━━━ PAGE EXCERPT

Bedtime and Other Rituals: Bedtime Prayers

“Whether you are in church, or in your house, or in the country; whether you are guarding sheep, or constructing buildings, or present at drinking parties, do not stop praying. When you are able, bend your knees, when you cannot, make intercession in your mind, ‘at evening and at morning and at midday’. If prayer precedes your work and if, when you rise from your bed, your first movements are accompanied by prayer, sin can find no entrance to attack your soul.” ~ St Ephrem the Syrian

“Pray also before your body rests on the bed.”  St. Hippolytus

As we can see from the Church fathers’ quotes (and, better yet, from their lives!) prayer is a vital part of our Orthodox Christian life. Therefore we must include prayer in all parts of our day, including at bedtime. It is so important that we model this in our own lives as well as teach it to our children. Prayers should be part of our family’s bedtime routine. They give us the opportunity to review our day, ask forgiveness for sins we have committed, renew our focus on God, entrust ourselves and our loved ones to His care while we sleep, and thank Him for his kindness and mercy through the day just finished. Bedtime prayers offer the opportunity for the soul to be at peace, and are thus a great way to begin a restful night.

The survey we conducted last summer asked participants about including prayer at bedtime. Only 4% of those surveyed answered that their family does not pray together at bedtime. Of those that do pray together at bedtime, we asked where their family gathers for prayer. Our respondents answered in this way (and evidently the location varies by night for some families):
at our icon corner 53%

  • around the dining room table 3%
  • in the children’s bedrooms 53%
  • in the living/family room 3%

8% of respondents’ families pray elsewhere than the options we gave. For example:

  • We made a chapel in our house.
  • In our own bedrooms. [We have] older children.

━━━━━━
━━━ DATASET ROWS

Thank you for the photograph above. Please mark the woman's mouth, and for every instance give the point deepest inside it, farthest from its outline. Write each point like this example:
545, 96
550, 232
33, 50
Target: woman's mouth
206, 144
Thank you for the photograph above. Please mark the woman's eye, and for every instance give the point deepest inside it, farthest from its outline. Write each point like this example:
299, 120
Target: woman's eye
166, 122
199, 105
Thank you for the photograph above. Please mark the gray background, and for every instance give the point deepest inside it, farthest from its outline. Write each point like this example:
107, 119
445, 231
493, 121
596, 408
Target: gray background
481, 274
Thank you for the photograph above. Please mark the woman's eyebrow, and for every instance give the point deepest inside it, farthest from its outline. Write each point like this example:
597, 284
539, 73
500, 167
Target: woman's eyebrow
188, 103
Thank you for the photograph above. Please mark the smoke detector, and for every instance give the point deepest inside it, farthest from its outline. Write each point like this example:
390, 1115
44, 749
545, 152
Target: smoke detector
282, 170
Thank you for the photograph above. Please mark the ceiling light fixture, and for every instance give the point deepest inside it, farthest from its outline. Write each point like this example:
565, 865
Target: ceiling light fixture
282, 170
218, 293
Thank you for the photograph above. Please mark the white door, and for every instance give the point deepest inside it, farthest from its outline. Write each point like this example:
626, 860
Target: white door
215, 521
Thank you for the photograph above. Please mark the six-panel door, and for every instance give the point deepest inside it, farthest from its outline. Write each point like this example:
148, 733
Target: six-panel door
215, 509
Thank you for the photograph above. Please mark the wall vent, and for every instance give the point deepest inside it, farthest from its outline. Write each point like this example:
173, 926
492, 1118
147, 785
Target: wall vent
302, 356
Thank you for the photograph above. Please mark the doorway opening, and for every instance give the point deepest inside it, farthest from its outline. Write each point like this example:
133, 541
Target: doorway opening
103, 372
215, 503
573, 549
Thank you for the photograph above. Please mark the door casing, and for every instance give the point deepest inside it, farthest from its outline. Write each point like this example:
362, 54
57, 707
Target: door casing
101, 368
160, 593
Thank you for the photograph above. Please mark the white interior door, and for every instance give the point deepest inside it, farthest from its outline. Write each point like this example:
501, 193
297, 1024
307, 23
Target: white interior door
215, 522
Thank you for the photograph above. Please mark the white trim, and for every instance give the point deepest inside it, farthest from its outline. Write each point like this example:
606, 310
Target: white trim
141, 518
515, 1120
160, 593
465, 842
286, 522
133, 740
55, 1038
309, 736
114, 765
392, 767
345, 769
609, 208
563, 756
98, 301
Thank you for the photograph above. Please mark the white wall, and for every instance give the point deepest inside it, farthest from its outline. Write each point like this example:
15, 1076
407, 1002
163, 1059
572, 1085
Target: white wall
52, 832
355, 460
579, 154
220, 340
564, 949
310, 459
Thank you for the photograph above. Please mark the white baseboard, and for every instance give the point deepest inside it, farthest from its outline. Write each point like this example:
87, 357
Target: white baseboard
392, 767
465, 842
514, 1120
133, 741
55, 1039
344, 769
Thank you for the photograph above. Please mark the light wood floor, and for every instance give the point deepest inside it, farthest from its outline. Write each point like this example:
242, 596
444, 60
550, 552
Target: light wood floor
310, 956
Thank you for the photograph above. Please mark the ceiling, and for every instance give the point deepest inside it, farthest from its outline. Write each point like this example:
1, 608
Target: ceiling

━━━━━━

## EXERCISE SET
[1] In the bedtime prayers excerpt, what share of survey respondents said their family does not pray together at bedtime?
[2] Return every line of the entries that contains the word "floor".

## ANSWERS TO EACH TASK
[1] 4%

[2]
Thank you for the photograph above. Please mark the light wood floor, and for every instance give the point deepest inside it, farthest from its outline. Write each point like this example:
Target: light wood floor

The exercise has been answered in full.